*Document segment:*
————
This RFC standardizes how equality, equivalence, and integrity checks are performed on data part files.

Motivation

Use cases we want to cover are:
  • Integrity Checks - ensuring that data is not tampered after downloading it from untrusted source
  • Equivalence Checks - after replaying the transformation ensure result is the same as one presented by the dataset owner (transformation result is not spoofed)
  • Content Addressability - being able to store data in a content-addressable system (e.g. IPFS)
A standard practice for these is through use of cryptographic digests (hash sums). Git, blockchain, Docker, IPFS are few of many examples. The one big problem with this approach is reproducibility. ODF’s core guarantee that repeating the same transformation always produces identical result. Reproducibility requires perfect determinism. While ODF goes a long way in improving likelihood of determinism in the engines, some non-determinism may also come from the coordinator. The task of writing output data is delegated to the coordinator. We are currently using Parquet format for on-disk representation. Parquet format is non-reproducible (non-deterministic) - writing logically identical data with different implementations or different versions of the libraries may produce files that are different on the binary level. Things that contribute to this are: heuristics around encodings (e.g. RLE vs bitpack), heuristics around batch sizes, different settings for statistics, etc. Therefore, if coordinators would use a hash sum of a Parquet file for integrity/equivalence checks they would be likely to break with any changes to Parquet libraries and produce different hashes between different coordinator implementations.
————
Dataset excerpt
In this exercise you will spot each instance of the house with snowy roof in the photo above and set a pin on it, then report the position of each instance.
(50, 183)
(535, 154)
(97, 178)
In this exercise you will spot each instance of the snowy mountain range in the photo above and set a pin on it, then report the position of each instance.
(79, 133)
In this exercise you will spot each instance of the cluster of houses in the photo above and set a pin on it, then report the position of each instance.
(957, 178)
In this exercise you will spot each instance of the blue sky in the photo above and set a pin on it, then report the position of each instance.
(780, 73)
————
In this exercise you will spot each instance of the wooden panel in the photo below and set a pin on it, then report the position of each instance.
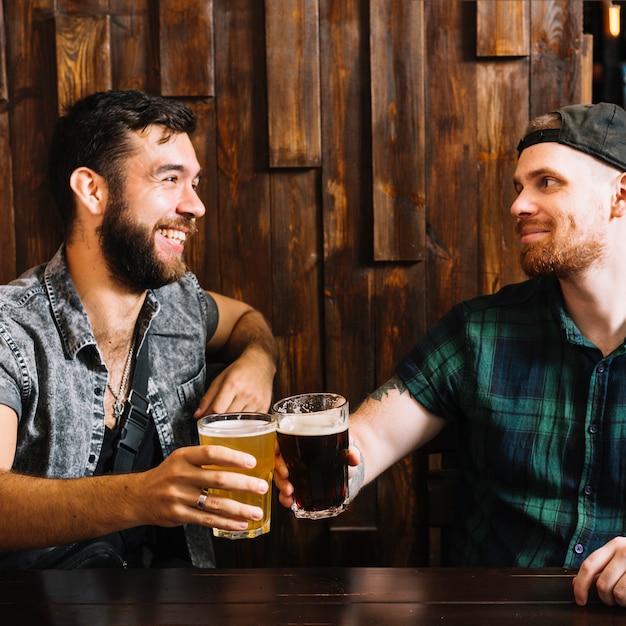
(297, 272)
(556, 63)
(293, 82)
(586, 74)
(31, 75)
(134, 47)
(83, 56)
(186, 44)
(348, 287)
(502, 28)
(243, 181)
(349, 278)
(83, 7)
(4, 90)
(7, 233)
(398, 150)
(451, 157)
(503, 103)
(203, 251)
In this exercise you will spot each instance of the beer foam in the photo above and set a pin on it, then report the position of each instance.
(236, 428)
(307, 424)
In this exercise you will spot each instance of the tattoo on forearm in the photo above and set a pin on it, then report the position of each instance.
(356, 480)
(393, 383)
————
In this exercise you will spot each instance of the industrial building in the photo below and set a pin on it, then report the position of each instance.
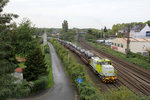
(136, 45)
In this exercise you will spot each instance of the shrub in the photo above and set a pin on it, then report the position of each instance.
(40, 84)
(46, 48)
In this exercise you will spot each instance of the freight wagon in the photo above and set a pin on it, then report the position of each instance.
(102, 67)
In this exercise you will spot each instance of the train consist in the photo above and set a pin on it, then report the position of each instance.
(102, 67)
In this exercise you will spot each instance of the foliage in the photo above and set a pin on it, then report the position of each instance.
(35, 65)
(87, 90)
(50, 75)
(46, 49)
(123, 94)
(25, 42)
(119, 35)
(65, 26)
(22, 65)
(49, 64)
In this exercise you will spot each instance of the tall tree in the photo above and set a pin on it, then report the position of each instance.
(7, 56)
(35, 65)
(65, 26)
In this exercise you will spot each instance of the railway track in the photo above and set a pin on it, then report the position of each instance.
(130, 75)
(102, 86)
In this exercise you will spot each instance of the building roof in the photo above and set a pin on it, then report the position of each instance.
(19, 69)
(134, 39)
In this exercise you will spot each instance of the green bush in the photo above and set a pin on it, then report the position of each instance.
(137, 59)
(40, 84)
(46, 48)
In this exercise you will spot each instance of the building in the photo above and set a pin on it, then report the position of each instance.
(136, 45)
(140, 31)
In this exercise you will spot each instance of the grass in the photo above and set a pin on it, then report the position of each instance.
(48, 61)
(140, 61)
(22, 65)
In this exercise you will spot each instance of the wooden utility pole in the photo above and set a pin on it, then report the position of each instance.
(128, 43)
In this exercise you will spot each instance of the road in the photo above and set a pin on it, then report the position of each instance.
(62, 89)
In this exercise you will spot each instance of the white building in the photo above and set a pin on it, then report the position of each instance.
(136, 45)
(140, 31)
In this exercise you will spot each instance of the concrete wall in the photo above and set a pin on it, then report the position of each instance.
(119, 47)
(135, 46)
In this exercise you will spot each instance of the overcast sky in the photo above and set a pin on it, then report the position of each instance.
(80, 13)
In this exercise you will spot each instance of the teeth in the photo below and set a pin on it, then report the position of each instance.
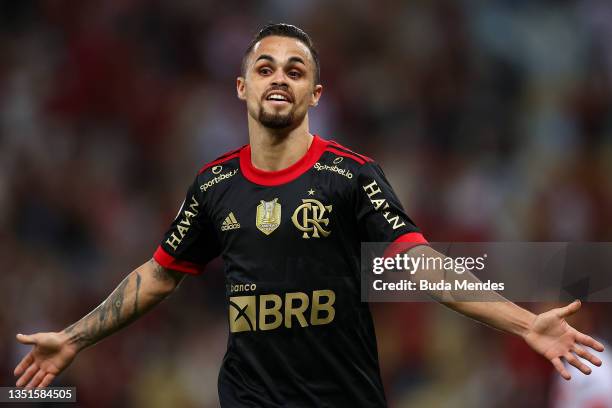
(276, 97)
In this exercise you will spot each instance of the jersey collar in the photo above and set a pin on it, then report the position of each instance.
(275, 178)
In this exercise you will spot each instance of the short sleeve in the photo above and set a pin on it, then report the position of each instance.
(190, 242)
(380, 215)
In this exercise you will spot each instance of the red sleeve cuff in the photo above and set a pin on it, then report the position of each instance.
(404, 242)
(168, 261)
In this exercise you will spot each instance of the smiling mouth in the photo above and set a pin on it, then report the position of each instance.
————
*Stated problem 1:* Print the section of the RFC passage on data file checks from "This RFC standardizes" up to and including "system (e.g. IPFS)".
*Stated problem 2:* Continue the RFC passage on integrity and equivalence checks from the point where it stops.
The entries above are separate from the RFC passage and stand on their own.

*Right answer 1:*
This RFC standardizes how equality, equivalence, and integrity checks are performed on data part files.

Motivation

Use cases we want to cover are:
  • Integrity Checks - ensuring that data is not tampered after downloading it from untrusted source
  • Equivalence Checks - after replaying the transformation ensure result is the same as one presented by the dataset owner (transformation result is not spoofed)
  • Content Addressability - being able to store data in a content-addressable system (e.g. IPFS)

*Right answer 2:*
Guide-level explanation

Logical Hashes

To isolate ourselves from non-determinism of Parquet storage format we will use a combination of two types of data hashes:
  • Physical hash - is a (non-reproducible) digest of an entire binary file as originally produced by the owner of the dataset
  • Logical hash - is a stable (reproducible) digest computed on data records, resistant to encoding variations
Physical hash will be used only in the context of uploading and downloading data files to/from content-addressable systems. Logical hash will be used for integrity and equivalence checks. It should maximize the chances that logically identical data results in an identical hash sum. Luckily, we already use a data format that specifies binary layouts of data in the memory - Apache Arrow. It has a lot of similar sources of non-determinism as Parquet (e.g. data cell marked as null by validity mask might have uninitialized memory in it), but can be used as a foundation for efficiently implementing a stable hash algorithm. Due to absence of existing solutions it was decided to implement our own hashing scheme on top of Apache Arrow format as described in detail in arrow-digest repository.

Future-Proofing

This is likely not the last time we change the hashing algorithm, but we should aim for such changes not to be breaking in the future. As algorithms may have vulnerabilities, or as hash lengths become less secure with advances in computing power, we need an ability to evolve the algorithms we use over time. To future-proof metadata we will be storing the hashing algorithm identifier alongside the hash value, and coordinator implementations will be able to differentiate between versions and decide how to deal with them. This problem is already addressed by the multiformats project, specifically:
  • multihash - describes how to encode algorithm ID alongside the hash value.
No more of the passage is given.